▼
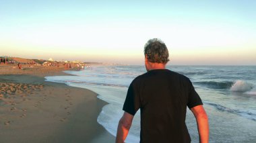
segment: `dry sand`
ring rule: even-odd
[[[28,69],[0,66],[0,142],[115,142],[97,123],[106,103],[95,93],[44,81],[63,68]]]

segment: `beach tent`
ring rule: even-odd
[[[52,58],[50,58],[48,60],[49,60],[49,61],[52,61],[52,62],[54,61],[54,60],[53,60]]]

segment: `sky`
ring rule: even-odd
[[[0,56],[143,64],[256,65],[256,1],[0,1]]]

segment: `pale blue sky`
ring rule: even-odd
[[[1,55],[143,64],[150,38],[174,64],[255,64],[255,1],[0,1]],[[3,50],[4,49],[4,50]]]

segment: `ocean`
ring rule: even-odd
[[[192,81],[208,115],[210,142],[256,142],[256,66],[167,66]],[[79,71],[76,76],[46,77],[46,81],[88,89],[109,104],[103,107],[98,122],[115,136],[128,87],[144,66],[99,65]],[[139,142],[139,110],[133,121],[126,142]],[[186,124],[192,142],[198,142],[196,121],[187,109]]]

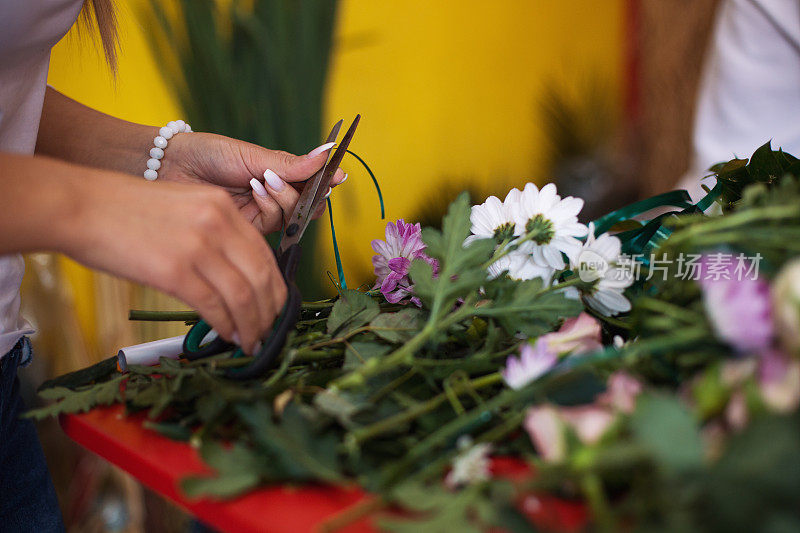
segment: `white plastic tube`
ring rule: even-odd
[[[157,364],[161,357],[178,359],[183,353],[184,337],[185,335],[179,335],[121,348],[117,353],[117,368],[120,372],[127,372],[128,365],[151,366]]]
▲
▼
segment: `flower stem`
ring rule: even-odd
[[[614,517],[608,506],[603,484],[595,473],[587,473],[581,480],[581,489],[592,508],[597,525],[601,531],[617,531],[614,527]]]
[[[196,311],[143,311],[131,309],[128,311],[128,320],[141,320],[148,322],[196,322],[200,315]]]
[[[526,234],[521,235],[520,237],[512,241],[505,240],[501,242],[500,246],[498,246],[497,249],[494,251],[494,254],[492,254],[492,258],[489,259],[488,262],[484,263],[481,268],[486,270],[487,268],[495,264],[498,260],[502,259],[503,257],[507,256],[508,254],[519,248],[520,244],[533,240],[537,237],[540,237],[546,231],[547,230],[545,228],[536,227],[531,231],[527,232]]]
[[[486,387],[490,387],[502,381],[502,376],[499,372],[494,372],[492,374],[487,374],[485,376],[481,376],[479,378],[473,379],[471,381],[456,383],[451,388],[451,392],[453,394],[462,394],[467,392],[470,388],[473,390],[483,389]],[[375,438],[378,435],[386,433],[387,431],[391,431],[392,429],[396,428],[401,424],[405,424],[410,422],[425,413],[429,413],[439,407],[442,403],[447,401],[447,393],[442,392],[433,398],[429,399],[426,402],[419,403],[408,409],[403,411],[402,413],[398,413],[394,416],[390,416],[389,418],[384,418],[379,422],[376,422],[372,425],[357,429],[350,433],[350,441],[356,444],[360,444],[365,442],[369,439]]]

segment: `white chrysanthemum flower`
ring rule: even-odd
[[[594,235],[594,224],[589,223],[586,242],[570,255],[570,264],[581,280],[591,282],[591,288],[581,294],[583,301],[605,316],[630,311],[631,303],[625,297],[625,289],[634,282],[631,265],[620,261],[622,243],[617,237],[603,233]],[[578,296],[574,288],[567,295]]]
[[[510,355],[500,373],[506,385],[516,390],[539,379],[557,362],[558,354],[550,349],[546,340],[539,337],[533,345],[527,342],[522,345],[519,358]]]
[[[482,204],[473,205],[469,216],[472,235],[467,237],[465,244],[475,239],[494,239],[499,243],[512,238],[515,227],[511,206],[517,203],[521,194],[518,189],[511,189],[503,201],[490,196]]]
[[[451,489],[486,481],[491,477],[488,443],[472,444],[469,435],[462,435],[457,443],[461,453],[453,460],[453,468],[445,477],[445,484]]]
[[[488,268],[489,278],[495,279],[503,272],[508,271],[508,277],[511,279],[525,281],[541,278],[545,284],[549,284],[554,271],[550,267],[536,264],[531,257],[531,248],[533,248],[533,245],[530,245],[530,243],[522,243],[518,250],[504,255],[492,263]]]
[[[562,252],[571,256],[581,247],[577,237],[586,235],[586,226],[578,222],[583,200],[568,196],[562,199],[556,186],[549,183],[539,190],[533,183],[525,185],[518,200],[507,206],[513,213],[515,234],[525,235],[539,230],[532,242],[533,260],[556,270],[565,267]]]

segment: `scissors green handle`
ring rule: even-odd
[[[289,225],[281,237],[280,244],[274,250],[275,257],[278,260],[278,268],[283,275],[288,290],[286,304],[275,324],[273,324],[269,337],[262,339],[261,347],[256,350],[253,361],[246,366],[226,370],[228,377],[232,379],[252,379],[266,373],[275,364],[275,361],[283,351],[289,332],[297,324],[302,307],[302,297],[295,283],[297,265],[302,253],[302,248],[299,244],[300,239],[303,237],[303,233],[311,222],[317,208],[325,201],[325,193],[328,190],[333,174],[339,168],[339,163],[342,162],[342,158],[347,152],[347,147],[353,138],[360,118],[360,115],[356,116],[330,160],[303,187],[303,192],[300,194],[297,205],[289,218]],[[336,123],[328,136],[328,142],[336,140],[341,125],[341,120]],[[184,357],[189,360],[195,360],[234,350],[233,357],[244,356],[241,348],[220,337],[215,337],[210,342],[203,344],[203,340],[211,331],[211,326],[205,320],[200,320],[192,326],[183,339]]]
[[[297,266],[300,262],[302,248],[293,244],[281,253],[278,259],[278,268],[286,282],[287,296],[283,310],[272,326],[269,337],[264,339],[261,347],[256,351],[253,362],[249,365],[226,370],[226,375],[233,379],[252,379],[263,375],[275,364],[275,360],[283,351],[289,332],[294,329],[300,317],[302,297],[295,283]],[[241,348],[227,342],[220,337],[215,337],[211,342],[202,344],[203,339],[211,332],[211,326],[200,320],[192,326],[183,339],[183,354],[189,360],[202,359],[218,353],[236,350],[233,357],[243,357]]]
▲
▼
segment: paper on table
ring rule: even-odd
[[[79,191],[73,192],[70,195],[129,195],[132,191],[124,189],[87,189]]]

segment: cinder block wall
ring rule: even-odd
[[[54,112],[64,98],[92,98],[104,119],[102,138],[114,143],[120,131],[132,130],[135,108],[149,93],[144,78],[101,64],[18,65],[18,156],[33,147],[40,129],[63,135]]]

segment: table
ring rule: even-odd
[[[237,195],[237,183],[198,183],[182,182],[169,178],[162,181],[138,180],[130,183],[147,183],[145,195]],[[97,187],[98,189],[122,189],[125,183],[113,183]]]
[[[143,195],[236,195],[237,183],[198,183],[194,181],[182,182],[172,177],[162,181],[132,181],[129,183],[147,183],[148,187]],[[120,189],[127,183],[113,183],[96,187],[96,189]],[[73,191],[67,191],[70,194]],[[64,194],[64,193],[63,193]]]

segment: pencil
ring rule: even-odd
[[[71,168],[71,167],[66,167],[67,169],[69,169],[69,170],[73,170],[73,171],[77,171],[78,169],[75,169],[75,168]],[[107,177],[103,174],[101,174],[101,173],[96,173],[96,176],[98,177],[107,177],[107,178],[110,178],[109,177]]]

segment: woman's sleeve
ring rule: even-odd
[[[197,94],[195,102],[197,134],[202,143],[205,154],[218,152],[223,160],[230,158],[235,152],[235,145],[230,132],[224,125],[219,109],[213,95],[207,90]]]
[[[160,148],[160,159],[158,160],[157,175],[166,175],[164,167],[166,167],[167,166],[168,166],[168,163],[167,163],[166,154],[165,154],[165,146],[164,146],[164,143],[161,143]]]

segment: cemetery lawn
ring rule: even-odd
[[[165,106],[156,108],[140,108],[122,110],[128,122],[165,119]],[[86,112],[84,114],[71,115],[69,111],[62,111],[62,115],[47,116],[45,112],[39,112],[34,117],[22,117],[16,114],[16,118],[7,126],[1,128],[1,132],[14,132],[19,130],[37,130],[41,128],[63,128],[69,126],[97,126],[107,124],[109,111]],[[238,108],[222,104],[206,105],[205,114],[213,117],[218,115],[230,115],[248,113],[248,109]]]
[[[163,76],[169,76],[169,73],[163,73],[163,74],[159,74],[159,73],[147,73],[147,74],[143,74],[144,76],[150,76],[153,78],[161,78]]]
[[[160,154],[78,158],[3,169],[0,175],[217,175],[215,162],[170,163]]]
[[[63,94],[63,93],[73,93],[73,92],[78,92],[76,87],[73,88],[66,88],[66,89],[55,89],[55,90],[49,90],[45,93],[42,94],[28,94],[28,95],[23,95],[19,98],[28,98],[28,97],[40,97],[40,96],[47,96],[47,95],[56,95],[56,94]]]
▲
WORK INSTRUCTIONS - Report every line in the entries above that contains the string "white", copying each line in full. Case counts when matching.

RESPONSE TO THE TASK -
segment: `white plastic tube`
segment: `white chrysanthemum flower`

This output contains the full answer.